_Selected extract:_
Marshall, who was posing as an undercover agent who specialised in "dirty work", then set fire to the computer repairman's home in Northolt, west London, and fled to Rome, Italy, four days later on an EasyJet flight booked using the alleged victim's bank details.

Within a month the former road sweeper strangled 67-year-old Vincenzo Iale to death with an electrical cord and tried to murder Umberto Gismondi, 54, with a pillow at their respective flats in the Italian capital.

Marshall, who seduced all three men on the dating site Badoo, was convicted of murdering Mr Iale and attempting to murder Mr Gismondi by an Italian court in 2014.

During the Italian proceedings the former sex worker claimed a male prostitute called Michael murdered Mr Iale in front of him on 27 January 2013.

He also said he attacked Mr Gismondi in self-defence after being "sexually abused" by him on 2 February that year.

But during his Old Bailey murder trial, Marshall has said he has no memory of any of the attacks because he was in the grip of an alcohol-fuelled depression.

Marshall claims he came up with his defence case in the Italian trial by using stories from a "dream diary" he made with a psychiatrist.

_Material shown:_
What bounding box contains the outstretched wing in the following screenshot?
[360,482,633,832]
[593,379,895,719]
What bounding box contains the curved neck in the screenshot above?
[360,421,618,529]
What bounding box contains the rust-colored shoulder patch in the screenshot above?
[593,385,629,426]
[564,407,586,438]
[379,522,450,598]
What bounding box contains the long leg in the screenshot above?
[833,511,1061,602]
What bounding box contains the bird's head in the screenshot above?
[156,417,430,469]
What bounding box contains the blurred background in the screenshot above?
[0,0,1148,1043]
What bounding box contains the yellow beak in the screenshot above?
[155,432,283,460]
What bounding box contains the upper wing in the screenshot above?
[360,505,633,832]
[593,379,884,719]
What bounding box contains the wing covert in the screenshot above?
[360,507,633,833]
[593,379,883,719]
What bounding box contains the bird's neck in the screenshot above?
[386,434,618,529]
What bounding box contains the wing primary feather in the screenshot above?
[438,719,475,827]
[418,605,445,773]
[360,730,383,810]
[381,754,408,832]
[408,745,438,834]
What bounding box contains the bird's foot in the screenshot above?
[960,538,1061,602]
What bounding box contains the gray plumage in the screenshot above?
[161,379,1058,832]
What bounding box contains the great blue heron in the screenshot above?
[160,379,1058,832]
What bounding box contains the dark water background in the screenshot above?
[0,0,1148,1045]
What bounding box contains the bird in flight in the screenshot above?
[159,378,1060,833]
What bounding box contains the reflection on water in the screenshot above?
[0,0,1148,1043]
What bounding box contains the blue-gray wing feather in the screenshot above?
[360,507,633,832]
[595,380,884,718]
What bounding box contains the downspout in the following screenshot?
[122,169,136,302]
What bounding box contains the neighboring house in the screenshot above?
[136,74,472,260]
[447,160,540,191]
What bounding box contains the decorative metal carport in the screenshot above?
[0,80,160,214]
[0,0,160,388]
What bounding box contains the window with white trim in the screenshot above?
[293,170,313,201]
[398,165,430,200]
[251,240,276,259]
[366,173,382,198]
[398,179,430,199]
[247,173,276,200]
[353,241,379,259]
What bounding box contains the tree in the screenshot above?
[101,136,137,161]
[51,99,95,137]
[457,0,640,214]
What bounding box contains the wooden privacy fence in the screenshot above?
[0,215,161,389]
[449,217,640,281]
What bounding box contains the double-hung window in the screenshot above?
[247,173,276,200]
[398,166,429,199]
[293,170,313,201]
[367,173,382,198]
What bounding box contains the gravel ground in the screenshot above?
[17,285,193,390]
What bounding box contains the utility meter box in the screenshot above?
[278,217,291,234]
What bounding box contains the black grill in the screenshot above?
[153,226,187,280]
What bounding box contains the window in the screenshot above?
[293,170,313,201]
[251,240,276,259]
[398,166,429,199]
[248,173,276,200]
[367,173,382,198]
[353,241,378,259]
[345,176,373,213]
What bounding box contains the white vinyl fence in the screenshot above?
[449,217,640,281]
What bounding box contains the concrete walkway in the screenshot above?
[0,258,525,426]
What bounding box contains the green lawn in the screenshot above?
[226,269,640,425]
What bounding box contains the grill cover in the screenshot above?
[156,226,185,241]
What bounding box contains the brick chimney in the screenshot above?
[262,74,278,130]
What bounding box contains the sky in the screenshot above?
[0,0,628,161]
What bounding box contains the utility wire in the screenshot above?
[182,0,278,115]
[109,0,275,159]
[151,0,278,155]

_The request:_
Repeat the part of the murder trial report that begins at the words "He also said" and stops after "with a psychiatrist.", word for word.

_Response to this task:_
He also said he attacked Mr Gismondi in self-defence after being "sexually abused" by him on 2 February that year.

But during his Old Bailey murder trial, Marshall has said he has no memory of any of the attacks because he was in the grip of an alcohol-fuelled depression.

Marshall claims he came up with his defence case in the Italian trial by using stories from a "dream diary" he made with a psychiatrist.